▸ Problem requirements
From the line with "As a warehouse robot's perception module, locate woman's" to the last line of the data below, repeat every line exactly and add nothing.

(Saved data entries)
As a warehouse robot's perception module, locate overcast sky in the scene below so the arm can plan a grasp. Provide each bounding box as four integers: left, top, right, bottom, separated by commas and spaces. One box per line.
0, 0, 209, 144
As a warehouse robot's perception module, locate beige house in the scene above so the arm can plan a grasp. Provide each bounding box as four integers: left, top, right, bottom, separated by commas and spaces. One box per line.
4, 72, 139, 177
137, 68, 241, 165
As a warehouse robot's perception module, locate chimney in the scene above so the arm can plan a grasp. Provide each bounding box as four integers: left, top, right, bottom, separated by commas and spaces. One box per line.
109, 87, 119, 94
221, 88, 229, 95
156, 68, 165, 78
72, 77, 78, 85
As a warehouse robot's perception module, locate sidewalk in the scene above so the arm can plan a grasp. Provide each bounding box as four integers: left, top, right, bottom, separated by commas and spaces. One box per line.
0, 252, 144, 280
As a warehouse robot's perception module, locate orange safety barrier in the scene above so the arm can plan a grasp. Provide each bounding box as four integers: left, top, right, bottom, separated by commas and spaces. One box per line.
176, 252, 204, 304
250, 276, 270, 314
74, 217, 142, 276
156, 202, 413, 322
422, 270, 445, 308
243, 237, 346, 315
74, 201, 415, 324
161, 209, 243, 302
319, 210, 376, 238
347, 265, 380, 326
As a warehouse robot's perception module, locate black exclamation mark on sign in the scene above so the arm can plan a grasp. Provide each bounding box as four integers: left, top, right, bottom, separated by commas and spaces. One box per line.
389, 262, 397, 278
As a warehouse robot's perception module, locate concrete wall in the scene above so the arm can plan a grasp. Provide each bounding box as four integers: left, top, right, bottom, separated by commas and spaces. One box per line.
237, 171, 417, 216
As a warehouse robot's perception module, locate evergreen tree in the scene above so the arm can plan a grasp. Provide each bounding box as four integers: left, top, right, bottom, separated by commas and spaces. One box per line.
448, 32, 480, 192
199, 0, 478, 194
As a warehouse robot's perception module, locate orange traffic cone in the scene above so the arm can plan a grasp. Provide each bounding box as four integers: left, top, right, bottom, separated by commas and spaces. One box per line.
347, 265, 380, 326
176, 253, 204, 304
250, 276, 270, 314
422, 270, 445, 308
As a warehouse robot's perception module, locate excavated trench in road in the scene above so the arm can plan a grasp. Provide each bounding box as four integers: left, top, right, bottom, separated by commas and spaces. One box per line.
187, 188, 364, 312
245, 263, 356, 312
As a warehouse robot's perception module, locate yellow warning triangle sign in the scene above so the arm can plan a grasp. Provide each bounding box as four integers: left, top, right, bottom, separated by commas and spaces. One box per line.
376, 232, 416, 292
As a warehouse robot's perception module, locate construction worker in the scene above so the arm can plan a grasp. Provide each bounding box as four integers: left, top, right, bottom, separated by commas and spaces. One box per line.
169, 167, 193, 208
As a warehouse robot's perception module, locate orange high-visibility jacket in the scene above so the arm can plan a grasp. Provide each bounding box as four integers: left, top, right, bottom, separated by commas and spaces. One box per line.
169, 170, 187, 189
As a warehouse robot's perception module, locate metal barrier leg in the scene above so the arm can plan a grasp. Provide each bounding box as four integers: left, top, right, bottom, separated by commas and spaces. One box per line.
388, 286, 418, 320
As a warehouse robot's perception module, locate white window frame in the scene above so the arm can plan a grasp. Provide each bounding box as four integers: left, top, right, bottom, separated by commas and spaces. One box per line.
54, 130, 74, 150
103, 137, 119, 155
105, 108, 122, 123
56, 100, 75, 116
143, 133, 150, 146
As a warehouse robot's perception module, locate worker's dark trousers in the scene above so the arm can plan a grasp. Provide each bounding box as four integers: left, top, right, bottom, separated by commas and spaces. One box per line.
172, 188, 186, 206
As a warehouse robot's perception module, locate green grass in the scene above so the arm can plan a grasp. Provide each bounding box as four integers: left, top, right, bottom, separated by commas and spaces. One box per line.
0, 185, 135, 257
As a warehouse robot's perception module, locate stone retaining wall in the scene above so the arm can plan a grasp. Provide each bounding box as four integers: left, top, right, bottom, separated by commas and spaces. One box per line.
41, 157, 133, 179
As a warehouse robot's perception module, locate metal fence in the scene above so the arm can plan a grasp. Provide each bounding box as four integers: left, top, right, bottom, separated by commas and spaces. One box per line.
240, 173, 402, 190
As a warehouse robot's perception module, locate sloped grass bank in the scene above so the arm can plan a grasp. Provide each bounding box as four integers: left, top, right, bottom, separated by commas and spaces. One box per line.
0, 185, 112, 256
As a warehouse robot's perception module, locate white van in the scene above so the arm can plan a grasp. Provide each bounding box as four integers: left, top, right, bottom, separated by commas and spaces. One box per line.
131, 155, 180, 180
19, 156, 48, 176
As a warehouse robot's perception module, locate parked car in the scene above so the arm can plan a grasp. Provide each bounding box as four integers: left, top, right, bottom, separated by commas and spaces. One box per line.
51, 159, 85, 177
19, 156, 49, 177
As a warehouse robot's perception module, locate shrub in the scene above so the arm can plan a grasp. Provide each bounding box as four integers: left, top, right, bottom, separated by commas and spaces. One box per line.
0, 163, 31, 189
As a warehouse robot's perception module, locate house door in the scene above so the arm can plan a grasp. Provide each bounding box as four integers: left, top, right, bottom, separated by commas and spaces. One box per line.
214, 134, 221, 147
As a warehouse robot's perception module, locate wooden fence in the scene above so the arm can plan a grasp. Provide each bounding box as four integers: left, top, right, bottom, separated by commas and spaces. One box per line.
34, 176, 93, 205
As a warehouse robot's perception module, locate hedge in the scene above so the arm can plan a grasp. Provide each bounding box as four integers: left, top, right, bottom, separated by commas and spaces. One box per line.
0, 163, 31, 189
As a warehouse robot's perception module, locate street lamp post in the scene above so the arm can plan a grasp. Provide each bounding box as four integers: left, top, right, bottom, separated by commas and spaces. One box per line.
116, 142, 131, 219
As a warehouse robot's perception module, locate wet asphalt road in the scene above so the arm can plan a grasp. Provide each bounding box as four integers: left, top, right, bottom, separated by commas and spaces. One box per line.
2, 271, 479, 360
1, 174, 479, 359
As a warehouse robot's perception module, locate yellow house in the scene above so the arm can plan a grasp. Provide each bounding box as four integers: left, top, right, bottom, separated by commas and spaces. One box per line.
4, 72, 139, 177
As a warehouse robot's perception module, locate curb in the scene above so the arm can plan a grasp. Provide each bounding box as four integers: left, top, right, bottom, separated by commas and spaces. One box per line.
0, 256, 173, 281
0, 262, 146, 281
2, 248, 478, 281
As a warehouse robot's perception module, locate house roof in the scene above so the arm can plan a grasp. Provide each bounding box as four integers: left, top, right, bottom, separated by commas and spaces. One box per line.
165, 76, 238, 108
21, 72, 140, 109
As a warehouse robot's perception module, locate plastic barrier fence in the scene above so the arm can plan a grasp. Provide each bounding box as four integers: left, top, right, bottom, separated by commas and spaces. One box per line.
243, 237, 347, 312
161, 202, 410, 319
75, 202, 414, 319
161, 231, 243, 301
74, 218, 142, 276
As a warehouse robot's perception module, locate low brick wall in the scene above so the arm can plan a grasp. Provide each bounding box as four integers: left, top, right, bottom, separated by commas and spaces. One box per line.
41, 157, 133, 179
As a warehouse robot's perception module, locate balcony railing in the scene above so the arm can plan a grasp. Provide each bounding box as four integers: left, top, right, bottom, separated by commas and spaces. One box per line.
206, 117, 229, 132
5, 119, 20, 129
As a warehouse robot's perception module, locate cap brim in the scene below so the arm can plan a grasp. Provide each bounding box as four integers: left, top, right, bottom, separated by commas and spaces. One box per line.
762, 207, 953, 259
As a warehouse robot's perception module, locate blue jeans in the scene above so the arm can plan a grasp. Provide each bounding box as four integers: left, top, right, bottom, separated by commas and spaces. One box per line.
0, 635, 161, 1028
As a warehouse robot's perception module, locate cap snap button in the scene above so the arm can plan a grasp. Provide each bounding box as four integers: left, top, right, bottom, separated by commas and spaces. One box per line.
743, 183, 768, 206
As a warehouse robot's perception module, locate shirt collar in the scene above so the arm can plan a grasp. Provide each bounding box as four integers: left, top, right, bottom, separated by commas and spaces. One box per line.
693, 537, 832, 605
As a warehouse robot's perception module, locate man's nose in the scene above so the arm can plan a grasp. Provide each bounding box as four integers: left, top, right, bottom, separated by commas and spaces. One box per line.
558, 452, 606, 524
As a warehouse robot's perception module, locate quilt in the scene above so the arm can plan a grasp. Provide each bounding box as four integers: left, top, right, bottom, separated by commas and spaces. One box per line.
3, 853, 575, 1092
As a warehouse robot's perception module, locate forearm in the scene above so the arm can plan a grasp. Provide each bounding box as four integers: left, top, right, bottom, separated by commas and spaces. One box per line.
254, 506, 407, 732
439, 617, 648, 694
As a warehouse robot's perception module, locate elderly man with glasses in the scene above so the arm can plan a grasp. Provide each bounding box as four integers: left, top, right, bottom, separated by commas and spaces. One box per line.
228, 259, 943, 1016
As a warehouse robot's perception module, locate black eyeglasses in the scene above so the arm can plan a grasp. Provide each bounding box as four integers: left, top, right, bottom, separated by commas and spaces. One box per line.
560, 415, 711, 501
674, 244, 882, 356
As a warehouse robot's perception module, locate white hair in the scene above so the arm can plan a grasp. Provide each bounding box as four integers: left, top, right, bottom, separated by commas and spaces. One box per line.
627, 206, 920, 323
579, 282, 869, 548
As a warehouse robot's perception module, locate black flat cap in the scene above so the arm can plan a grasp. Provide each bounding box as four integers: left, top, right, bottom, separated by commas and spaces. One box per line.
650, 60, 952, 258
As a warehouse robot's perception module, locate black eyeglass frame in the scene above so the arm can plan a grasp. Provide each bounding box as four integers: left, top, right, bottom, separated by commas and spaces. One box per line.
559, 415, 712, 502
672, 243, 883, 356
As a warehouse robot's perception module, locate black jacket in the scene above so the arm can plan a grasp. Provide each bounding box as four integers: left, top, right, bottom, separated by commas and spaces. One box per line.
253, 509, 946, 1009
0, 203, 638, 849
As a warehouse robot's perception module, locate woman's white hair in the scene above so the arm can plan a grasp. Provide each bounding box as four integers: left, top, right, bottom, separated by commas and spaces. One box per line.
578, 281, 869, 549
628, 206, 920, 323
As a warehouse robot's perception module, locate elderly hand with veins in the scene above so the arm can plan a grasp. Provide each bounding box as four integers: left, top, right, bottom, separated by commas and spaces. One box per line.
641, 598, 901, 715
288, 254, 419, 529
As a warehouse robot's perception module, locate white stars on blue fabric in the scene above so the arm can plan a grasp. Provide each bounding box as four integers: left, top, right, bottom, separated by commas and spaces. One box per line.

▸ Exercise response
As a warehouse robot's perception module, locate woman's white hair in the scene above so the arm can plan a grasp. Provide each bounding box as four integers: left, top, right, bottom, separated by commas and spaces. One box per line.
578, 281, 869, 549
628, 206, 920, 323
As a warehouse robot's perception module, locate elderly hand with veins in the scene above so the arm can plan a grasp. Provide each bounding box as four integers: left, top, right, bottom, separated by commas and spaces. One box per line.
641, 598, 901, 715
288, 254, 419, 529
As a warehouse robot's perception module, locate white stars on blue fabric in the scene above so the arm can plan a grasp. Provide each bounding box as four integers: left, top, right, bottom, separated by commas and spaces. One box per line.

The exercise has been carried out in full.